══ INFORMATION GIVEN

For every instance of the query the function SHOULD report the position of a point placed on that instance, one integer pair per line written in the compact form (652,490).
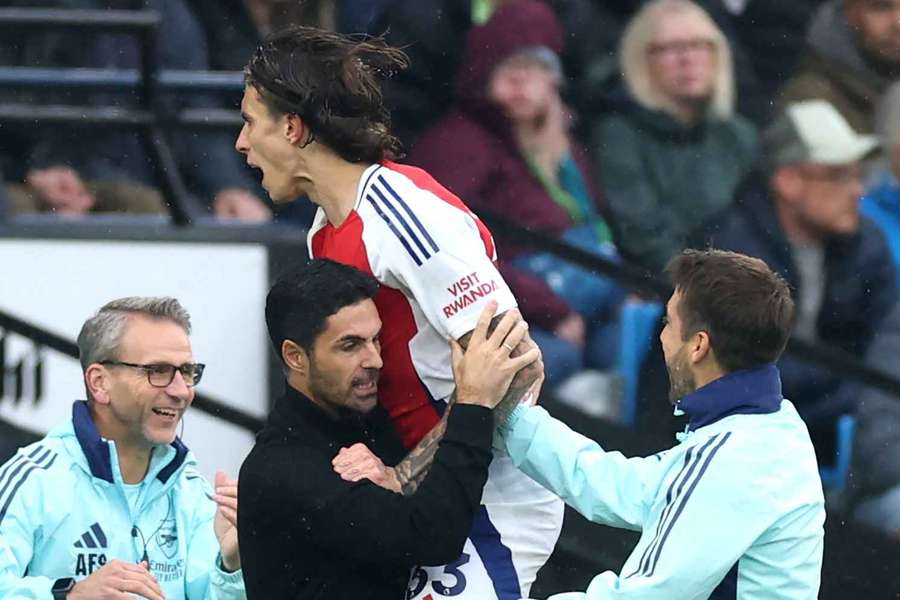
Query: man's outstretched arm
(406,476)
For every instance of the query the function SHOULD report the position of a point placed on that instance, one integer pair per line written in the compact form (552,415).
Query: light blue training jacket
(64,513)
(735,510)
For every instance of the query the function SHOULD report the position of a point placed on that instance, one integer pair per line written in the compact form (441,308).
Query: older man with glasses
(800,214)
(109,504)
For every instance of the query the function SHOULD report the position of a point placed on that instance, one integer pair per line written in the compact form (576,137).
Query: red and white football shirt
(434,260)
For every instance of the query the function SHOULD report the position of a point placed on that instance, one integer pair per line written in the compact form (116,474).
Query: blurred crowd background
(629,130)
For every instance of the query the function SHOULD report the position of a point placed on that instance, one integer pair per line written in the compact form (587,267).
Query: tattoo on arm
(414,467)
(412,470)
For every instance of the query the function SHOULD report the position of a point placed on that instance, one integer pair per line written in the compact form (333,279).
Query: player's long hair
(332,82)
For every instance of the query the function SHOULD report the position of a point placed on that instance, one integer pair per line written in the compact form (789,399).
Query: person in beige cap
(800,214)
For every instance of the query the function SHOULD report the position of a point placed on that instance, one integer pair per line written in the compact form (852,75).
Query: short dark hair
(332,82)
(743,305)
(302,299)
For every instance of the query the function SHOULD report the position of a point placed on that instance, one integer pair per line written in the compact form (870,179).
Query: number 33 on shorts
(451,582)
(466,578)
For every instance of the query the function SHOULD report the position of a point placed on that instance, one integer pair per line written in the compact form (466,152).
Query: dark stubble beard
(681,379)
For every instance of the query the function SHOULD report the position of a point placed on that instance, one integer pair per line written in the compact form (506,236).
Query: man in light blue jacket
(736,509)
(109,505)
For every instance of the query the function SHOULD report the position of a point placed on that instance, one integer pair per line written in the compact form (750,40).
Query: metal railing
(149,120)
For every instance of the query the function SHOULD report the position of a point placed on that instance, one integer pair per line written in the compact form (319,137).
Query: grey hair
(101,335)
(633,60)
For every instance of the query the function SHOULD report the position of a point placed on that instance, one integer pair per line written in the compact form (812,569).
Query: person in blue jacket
(109,504)
(736,509)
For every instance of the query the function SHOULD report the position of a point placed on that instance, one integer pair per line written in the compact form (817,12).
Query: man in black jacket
(304,531)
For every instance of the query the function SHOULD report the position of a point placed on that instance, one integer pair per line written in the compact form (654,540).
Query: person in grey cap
(800,213)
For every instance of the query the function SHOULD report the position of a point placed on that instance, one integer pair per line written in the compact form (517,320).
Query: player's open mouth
(166,413)
(364,388)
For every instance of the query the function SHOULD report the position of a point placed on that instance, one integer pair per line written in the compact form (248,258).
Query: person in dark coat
(307,531)
(803,219)
(676,153)
(505,149)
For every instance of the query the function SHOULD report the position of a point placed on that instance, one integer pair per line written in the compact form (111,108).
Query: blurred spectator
(433,33)
(802,218)
(505,149)
(882,201)
(874,481)
(59,190)
(765,39)
(62,159)
(853,56)
(677,153)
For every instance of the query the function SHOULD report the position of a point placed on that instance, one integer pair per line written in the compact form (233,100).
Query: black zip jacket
(307,534)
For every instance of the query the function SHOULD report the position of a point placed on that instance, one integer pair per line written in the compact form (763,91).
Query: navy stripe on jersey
(18,476)
(88,539)
(402,221)
(692,459)
(393,229)
(727,588)
(686,468)
(686,497)
(495,556)
(409,211)
(98,532)
(17,459)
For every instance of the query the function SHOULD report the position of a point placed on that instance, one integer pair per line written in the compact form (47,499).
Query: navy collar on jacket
(749,392)
(96,449)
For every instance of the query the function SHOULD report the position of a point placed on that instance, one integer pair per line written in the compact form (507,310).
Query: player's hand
(484,372)
(118,580)
(240,205)
(61,190)
(225,523)
(358,462)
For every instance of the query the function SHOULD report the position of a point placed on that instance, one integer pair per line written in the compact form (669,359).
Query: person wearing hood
(853,56)
(676,154)
(110,504)
(506,149)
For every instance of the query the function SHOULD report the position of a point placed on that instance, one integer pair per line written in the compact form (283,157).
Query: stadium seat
(834,477)
(638,326)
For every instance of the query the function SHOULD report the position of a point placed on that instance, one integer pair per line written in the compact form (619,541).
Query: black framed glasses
(162,374)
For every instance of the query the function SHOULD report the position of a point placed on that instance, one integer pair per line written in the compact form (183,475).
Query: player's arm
(708,525)
(413,468)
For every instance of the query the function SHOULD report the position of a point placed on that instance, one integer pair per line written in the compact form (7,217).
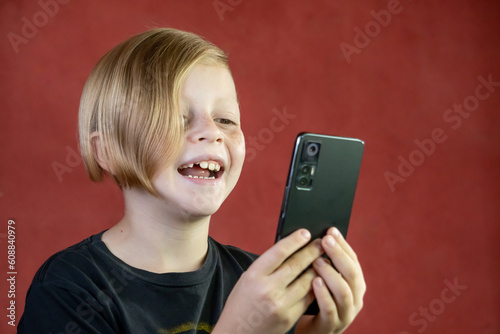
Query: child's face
(213,152)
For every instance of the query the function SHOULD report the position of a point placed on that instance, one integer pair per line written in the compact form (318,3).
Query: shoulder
(77,263)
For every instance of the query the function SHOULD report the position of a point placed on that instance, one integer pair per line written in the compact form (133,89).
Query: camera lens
(303,181)
(312,149)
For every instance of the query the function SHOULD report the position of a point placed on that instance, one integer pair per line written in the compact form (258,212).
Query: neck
(152,238)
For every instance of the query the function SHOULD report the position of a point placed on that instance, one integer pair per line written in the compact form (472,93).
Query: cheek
(237,141)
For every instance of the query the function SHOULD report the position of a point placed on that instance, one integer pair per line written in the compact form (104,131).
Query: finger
(349,270)
(300,294)
(279,252)
(328,313)
(301,288)
(334,232)
(298,262)
(340,291)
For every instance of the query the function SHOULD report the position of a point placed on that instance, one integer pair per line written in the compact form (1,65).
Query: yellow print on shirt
(202,326)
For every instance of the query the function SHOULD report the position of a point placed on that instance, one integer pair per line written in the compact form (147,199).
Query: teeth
(201,177)
(212,165)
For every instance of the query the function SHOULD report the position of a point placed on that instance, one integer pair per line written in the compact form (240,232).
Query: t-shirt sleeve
(54,309)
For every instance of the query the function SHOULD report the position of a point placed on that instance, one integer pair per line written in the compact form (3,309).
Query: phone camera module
(312,149)
(303,181)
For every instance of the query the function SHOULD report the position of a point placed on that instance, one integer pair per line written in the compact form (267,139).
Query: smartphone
(321,183)
(320,188)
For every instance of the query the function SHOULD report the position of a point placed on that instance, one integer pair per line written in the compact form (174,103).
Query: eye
(225,121)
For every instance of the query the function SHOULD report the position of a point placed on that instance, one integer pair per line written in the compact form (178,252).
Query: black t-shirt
(86,289)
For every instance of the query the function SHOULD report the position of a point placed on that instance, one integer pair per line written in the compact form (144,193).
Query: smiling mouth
(207,169)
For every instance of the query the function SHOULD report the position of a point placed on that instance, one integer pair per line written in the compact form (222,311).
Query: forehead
(208,83)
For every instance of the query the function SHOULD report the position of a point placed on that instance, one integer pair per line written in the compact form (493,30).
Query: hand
(339,289)
(275,291)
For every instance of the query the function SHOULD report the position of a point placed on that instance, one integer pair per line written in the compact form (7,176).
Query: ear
(99,151)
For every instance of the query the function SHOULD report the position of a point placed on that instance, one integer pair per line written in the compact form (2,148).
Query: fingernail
(319,282)
(330,241)
(320,262)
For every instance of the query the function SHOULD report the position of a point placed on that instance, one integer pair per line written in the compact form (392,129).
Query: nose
(203,128)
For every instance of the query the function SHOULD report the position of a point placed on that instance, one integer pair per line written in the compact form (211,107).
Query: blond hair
(131,99)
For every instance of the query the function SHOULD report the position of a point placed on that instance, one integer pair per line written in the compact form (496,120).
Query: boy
(159,114)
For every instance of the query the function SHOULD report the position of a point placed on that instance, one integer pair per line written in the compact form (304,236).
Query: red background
(440,224)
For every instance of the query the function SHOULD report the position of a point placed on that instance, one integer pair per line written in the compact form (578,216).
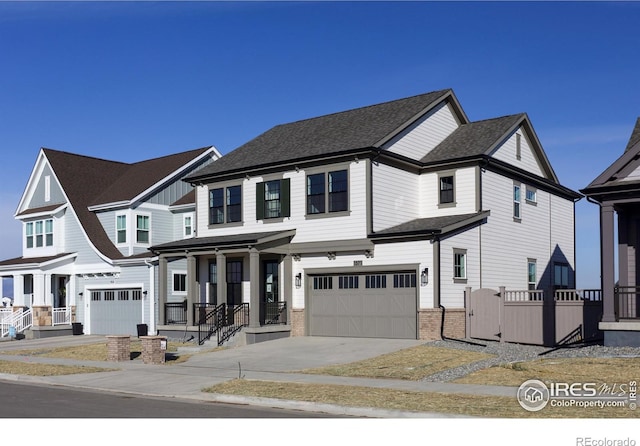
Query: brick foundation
(154,349)
(430,323)
(297,322)
(118,348)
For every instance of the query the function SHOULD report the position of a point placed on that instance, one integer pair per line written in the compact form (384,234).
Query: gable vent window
(273,199)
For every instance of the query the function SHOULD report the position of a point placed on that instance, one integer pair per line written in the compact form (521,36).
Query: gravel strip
(508,353)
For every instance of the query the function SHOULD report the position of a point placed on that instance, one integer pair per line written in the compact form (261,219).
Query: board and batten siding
(395,196)
(424,135)
(508,243)
(452,290)
(465,193)
(528,159)
(352,224)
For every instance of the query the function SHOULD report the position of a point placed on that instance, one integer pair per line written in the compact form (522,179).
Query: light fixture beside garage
(424,277)
(298,280)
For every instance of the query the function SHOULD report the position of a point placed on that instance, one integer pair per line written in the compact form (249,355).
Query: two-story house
(372,221)
(87,225)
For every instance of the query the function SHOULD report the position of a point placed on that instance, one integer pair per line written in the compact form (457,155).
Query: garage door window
(376,281)
(407,280)
(323,283)
(348,282)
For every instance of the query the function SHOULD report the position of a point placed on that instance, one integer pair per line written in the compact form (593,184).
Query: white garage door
(116,311)
(381,305)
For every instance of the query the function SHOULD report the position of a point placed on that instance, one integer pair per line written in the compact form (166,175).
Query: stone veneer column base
(430,323)
(297,322)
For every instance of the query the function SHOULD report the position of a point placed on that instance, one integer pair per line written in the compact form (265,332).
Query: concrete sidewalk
(278,360)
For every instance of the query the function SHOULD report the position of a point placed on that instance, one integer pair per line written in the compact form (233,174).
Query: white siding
(528,159)
(351,226)
(395,196)
(544,228)
(426,134)
(464,193)
(452,291)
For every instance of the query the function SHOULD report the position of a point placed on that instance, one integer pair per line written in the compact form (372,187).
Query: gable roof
(333,134)
(87,181)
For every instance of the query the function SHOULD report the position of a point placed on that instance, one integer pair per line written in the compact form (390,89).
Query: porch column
(192,286)
(287,262)
(607,256)
(254,287)
(18,291)
(221,272)
(162,288)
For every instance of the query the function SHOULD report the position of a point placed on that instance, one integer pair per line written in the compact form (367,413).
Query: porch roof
(224,241)
(430,227)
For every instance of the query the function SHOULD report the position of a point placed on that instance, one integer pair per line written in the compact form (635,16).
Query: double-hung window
(121,229)
(328,192)
(142,229)
(225,205)
(459,264)
(273,199)
(446,189)
(516,202)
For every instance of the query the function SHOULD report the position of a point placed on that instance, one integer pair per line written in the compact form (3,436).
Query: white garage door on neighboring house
(380,305)
(115,311)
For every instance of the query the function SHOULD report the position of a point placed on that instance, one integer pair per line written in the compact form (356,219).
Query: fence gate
(483,314)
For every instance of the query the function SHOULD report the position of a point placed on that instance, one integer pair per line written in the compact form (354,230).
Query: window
(328,191)
(532,277)
(376,281)
(323,283)
(39,233)
(315,194)
(404,280)
(142,229)
(446,189)
(121,229)
(179,283)
(272,199)
(188,225)
(561,275)
(348,282)
(459,264)
(516,202)
(531,195)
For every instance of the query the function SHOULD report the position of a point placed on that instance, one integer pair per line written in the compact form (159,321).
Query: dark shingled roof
(431,225)
(635,136)
(89,181)
(360,128)
(475,138)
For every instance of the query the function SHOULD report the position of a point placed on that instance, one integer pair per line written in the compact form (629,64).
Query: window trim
(446,204)
(457,252)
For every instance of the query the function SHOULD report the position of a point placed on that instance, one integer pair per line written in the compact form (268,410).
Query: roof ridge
(363,107)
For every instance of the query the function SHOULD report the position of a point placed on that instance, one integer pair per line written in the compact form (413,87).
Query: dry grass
(569,370)
(411,364)
(35,369)
(455,404)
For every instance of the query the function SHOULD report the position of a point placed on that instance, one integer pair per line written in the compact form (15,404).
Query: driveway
(299,352)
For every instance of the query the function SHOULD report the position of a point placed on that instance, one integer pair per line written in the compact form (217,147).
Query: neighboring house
(370,221)
(87,225)
(617,192)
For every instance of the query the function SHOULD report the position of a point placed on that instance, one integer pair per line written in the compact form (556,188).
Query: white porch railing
(20,320)
(62,316)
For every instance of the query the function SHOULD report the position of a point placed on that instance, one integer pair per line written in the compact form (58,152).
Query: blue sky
(130,81)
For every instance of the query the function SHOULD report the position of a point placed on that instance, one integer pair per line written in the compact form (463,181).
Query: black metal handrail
(210,322)
(175,313)
(236,317)
(627,302)
(273,313)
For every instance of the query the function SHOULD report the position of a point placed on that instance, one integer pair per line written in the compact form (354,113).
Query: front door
(269,305)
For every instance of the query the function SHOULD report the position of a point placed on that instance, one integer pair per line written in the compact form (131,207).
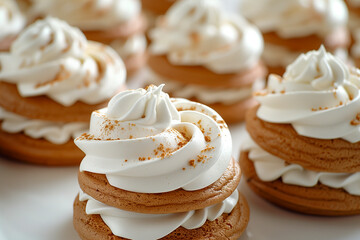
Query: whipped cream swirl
(296,18)
(202,33)
(154,226)
(129,47)
(12,20)
(54,59)
(317,95)
(207,95)
(90,15)
(269,168)
(57,133)
(143,144)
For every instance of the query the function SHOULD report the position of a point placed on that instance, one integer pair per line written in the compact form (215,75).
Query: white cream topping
(317,95)
(51,58)
(90,14)
(202,33)
(150,147)
(275,55)
(270,168)
(354,3)
(129,47)
(57,133)
(207,95)
(11,19)
(296,18)
(140,226)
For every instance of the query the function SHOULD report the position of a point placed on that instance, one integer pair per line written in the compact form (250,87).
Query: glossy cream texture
(296,18)
(147,146)
(317,95)
(90,15)
(201,33)
(270,168)
(54,59)
(140,226)
(11,19)
(57,133)
(205,94)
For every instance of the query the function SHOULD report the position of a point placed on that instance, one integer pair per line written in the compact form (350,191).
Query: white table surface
(36,204)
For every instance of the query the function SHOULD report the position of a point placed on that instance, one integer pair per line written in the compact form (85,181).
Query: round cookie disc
(227,226)
(97,186)
(232,113)
(281,140)
(39,151)
(317,200)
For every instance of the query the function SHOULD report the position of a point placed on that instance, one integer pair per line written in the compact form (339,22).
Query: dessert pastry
(207,55)
(155,8)
(304,138)
(354,26)
(50,82)
(12,22)
(118,23)
(158,168)
(295,26)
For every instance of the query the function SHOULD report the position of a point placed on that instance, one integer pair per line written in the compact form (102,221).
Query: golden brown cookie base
(198,75)
(318,200)
(281,140)
(135,62)
(158,7)
(39,151)
(97,186)
(227,226)
(43,108)
(232,113)
(123,31)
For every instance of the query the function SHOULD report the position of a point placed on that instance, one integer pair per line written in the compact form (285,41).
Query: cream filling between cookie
(54,132)
(138,226)
(270,168)
(206,95)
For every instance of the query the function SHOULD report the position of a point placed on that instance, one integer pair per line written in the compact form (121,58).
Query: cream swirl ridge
(90,15)
(296,18)
(11,19)
(190,149)
(202,33)
(317,95)
(154,226)
(51,58)
(270,168)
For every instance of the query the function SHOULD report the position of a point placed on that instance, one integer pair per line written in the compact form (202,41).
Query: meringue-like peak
(318,95)
(202,33)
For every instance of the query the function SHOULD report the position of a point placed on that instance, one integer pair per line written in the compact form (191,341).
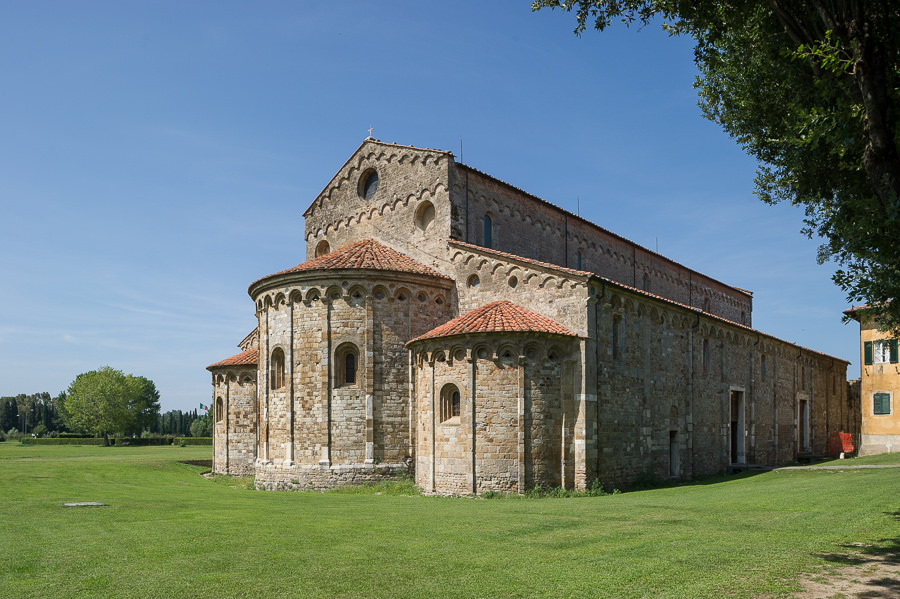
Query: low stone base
(277,477)
(875,444)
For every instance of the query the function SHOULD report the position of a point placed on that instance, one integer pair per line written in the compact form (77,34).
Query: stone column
(473,421)
(521,424)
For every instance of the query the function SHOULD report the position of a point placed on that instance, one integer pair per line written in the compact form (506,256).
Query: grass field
(169,532)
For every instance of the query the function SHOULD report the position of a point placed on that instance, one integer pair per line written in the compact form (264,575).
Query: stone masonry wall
(409,181)
(319,425)
(681,395)
(234,448)
(518,439)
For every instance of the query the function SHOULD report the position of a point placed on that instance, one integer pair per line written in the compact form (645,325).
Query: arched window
(424,216)
(706,356)
(450,402)
(347,365)
(368,184)
(276,372)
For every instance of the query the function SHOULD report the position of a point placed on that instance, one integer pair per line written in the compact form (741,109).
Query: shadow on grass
(879,553)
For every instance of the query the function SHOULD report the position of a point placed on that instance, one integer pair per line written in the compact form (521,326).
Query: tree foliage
(107,401)
(810,89)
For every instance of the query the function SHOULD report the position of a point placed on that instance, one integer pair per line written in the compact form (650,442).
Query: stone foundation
(275,477)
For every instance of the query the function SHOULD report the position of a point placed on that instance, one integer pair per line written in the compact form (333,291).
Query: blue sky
(156,158)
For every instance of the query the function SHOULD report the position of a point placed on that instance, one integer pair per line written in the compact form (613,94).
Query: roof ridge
(245,358)
(365,254)
(500,316)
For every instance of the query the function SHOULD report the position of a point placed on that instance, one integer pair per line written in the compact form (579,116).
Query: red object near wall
(840,443)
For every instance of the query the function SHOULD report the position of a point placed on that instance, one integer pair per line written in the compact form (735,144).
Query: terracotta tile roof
(247,358)
(497,317)
(367,254)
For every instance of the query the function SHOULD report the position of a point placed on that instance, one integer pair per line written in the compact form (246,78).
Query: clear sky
(156,158)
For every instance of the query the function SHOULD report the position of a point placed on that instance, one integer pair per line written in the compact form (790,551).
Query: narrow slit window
(276,374)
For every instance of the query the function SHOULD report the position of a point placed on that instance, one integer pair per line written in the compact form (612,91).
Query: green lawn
(168,532)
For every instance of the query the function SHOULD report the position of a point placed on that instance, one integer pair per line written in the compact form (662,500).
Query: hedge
(194,440)
(62,441)
(121,441)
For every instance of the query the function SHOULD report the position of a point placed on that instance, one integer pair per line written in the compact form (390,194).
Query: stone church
(448,324)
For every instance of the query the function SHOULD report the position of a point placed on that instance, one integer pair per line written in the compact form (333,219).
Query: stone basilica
(451,325)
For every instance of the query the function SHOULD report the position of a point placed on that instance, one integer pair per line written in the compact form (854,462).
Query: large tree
(106,401)
(811,89)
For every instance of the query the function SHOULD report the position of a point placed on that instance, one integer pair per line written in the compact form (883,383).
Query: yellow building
(879,386)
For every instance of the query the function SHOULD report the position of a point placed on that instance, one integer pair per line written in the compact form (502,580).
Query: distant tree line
(39,414)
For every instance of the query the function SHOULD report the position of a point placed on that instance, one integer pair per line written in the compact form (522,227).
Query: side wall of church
(681,395)
(482,278)
(234,410)
(410,211)
(527,227)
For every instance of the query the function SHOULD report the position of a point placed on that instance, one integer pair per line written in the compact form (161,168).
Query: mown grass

════

* EXERCISE REQUIREMENTS *
Write out exactly the lines starting with the one that holds "compact form (883,383)." and running through the last line above.

* WORKED SOLUTION *
For every instance of the query the function SHOULD report the position of a point placed on that instance, one integer pair per line written in the compact form (883,383).
Query: yellow building
(879,386)
For every instance of the query the function SHOULD report the position of a point placed on that instance, one integer pair per line written in the compact form (502,580).
Query: distant tree line
(39,414)
For every instance of the query the function SHOULD report the position of a point placed on that instance, one integer pair per line written in the compact form (522,227).
Query: side wall of church
(681,395)
(482,278)
(234,410)
(410,211)
(527,227)
For every instance of the query the function SHOULD report the position of a point placed on that instance, one integer pair per line written in the compact form (161,168).
Query: mown grass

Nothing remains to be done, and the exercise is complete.